Your objective: Reproduce each record exactly, leaving nothing out.

Material provided:
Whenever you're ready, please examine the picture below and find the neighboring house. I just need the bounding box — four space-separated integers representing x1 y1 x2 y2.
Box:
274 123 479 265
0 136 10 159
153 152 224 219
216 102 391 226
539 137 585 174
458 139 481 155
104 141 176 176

Response to this exercise:
Whenever you're ready, please examine the picture below and find the neighboring house. I just need the bounding box — four space-separated integers representing x1 y1 x2 y2.
Box:
274 123 479 265
0 136 10 159
153 152 224 219
216 102 391 226
539 137 585 174
458 139 481 155
104 141 176 176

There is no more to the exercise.